(Data entries)
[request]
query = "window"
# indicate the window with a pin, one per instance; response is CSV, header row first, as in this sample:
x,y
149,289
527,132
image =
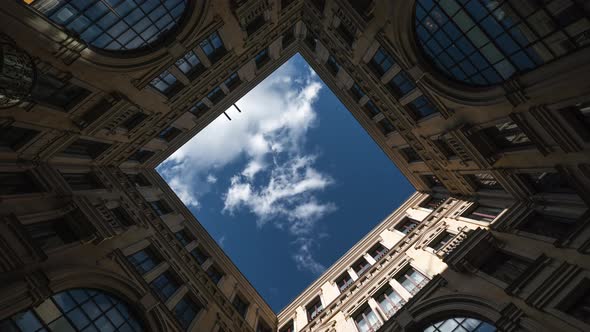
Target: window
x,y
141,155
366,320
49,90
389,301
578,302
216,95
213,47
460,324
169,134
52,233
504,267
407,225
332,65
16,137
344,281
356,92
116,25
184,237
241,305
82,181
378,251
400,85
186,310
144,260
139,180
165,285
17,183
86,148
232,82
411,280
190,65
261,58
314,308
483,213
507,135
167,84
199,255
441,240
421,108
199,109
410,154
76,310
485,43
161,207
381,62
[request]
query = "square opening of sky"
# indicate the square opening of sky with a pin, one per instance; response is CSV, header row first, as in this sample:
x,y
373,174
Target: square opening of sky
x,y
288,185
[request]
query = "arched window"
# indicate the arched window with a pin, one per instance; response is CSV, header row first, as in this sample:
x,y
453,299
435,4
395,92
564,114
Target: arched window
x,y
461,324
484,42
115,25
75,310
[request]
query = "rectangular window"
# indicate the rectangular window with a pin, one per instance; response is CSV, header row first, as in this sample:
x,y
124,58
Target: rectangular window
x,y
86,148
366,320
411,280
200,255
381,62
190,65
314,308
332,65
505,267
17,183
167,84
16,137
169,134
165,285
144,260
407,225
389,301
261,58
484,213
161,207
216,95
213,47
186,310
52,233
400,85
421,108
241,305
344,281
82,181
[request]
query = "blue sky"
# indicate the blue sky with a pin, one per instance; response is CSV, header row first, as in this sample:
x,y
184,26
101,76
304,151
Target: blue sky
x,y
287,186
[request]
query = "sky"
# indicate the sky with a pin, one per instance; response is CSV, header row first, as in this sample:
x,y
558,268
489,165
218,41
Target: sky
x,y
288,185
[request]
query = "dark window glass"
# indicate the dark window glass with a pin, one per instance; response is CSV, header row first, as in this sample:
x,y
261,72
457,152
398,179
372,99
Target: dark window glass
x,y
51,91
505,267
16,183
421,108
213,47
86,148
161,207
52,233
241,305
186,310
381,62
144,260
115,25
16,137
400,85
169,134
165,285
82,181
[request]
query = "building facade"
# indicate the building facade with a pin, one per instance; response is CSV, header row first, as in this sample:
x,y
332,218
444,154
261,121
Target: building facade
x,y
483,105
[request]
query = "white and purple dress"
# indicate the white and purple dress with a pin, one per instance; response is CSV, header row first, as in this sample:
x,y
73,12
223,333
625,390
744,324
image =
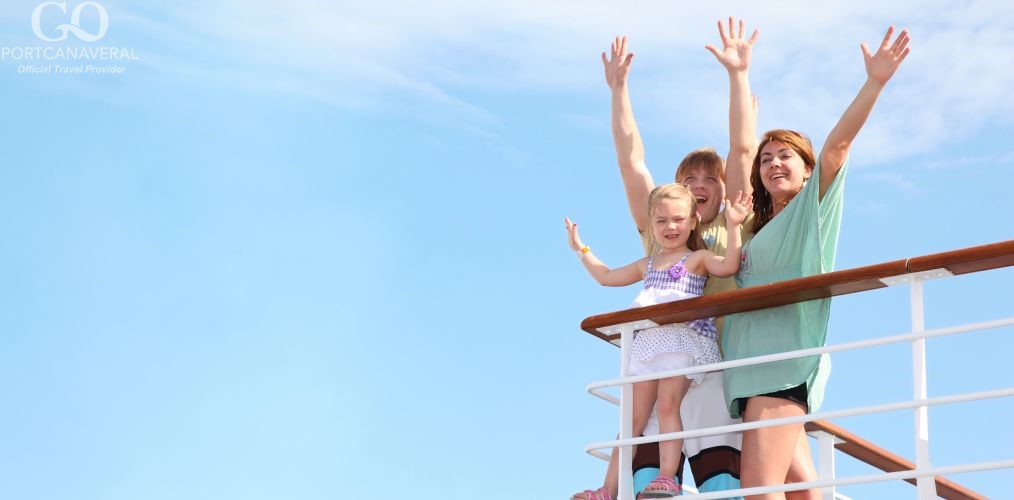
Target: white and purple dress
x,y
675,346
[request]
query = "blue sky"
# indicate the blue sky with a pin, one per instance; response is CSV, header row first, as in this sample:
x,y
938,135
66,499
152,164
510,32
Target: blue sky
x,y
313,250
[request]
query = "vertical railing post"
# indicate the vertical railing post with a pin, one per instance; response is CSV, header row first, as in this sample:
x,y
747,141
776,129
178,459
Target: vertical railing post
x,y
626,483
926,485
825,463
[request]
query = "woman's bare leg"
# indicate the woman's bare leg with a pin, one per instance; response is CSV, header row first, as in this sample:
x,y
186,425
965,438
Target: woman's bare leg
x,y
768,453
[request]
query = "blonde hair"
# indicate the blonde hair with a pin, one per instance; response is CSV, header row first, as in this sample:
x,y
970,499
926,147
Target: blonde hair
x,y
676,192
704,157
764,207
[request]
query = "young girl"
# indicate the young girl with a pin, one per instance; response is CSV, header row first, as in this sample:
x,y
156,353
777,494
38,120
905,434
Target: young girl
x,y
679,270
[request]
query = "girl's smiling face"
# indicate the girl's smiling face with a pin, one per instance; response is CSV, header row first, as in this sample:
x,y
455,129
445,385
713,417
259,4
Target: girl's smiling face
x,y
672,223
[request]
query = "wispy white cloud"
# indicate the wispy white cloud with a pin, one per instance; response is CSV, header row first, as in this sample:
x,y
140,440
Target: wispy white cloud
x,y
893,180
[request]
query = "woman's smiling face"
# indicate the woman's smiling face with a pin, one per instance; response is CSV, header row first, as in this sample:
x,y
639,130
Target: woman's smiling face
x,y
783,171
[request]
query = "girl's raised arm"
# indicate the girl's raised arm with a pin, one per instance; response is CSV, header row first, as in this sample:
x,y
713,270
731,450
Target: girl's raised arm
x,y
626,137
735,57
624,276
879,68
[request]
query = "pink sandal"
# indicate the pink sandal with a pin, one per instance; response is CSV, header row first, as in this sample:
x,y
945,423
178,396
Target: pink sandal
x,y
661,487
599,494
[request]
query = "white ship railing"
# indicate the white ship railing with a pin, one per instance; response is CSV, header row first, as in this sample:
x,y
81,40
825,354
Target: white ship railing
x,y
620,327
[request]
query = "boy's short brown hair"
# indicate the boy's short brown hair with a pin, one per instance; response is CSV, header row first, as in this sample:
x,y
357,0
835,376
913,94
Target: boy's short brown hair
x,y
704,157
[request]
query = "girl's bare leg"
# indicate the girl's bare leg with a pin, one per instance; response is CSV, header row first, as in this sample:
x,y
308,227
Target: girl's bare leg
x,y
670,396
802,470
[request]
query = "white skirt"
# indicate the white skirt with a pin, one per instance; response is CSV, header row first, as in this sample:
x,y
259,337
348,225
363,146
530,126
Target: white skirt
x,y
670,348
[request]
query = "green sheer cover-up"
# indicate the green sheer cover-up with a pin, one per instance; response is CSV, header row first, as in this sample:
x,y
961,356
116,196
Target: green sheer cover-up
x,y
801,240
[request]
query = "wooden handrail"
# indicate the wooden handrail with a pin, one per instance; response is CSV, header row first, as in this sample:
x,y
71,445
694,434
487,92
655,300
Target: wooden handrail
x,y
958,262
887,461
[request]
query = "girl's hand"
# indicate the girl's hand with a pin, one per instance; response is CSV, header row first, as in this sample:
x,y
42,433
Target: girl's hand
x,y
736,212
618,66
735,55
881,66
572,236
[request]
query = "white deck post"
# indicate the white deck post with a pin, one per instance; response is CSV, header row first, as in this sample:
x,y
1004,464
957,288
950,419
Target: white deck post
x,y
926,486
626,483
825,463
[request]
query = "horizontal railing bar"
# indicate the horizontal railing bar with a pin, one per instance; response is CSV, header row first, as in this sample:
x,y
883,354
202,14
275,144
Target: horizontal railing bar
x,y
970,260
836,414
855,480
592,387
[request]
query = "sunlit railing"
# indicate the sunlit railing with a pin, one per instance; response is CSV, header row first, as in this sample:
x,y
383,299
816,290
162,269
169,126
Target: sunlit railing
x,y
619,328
--
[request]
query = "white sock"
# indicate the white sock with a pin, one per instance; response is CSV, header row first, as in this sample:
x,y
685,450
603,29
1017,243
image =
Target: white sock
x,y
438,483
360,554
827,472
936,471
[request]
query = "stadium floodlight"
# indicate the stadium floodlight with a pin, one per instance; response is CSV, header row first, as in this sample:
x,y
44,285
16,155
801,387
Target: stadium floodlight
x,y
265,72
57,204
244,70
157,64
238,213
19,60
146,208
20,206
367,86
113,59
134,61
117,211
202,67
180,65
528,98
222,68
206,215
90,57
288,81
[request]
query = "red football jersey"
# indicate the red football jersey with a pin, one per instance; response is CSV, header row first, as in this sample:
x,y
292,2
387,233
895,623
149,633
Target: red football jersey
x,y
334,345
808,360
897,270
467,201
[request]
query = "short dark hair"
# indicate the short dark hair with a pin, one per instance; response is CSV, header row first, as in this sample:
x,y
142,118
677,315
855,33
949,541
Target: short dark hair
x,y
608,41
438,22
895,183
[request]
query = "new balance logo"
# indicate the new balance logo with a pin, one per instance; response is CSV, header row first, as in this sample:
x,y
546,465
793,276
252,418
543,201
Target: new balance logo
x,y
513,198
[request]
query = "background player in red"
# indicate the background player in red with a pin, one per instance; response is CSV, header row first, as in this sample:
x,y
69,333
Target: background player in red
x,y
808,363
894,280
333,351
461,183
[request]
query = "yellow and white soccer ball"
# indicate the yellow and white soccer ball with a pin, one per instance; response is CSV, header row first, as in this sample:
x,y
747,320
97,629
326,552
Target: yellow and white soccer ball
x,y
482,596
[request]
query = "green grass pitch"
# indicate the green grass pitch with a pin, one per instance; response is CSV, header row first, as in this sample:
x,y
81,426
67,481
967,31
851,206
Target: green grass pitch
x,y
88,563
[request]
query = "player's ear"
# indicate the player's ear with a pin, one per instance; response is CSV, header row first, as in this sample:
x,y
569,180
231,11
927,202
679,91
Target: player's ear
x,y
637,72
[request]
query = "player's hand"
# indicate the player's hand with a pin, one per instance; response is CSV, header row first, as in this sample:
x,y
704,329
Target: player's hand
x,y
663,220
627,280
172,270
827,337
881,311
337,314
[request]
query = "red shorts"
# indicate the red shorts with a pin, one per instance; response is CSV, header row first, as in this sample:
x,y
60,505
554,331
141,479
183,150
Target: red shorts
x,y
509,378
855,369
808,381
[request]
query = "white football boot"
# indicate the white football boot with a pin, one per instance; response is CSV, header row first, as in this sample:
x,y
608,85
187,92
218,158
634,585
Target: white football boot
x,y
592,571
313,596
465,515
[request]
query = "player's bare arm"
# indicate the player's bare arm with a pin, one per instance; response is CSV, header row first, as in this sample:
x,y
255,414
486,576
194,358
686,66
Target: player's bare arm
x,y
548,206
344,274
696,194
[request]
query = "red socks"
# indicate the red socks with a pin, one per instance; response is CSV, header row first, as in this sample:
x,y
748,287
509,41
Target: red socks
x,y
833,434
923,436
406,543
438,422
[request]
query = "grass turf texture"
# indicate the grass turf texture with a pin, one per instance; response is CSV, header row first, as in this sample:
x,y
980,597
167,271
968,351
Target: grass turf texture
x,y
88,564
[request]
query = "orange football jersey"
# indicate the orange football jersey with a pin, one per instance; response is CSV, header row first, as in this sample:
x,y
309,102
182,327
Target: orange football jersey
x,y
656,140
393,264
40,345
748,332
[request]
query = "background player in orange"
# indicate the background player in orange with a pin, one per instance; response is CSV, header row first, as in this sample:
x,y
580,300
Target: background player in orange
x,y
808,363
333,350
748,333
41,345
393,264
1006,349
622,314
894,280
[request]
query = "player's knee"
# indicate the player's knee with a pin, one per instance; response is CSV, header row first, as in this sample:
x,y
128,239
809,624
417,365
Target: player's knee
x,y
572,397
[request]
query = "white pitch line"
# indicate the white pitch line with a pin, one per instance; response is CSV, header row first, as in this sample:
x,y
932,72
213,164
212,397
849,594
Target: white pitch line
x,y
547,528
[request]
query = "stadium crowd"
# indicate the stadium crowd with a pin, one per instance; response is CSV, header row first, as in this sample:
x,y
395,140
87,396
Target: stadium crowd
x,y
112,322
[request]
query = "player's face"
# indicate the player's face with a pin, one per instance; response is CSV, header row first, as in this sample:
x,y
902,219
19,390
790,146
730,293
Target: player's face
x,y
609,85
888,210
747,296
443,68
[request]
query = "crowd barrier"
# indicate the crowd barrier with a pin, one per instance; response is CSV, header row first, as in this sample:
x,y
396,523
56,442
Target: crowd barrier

Problem to solve: List every line of the data entries above that contains the string "crowd", matching case exactly.

Written response:
query = "stadium crowd"
# indicate the stadium crowd with a pin, one per instance; response is CSV, header row first, as in this sample:
Target: stadium crowd
query = "crowd barrier"
# indicate the crowd barrier with a pin, one per instance; response is CSV, header row first, as in this sample:
Target: crowd barrier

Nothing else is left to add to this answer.